— REQUIRED ACTION —
This exercise asks for the entries to be repeated exactly, without their images.

— RECORDS TO USE —
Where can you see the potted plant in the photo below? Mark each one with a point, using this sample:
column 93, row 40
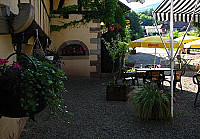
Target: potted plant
column 117, row 90
column 27, row 87
column 51, row 54
column 152, row 102
column 129, row 63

— REPLY —
Where can you see the potted plant in the photo below? Mark each one with a point, using this sample:
column 93, row 40
Target: potted plant
column 117, row 90
column 27, row 87
column 51, row 54
column 152, row 102
column 129, row 63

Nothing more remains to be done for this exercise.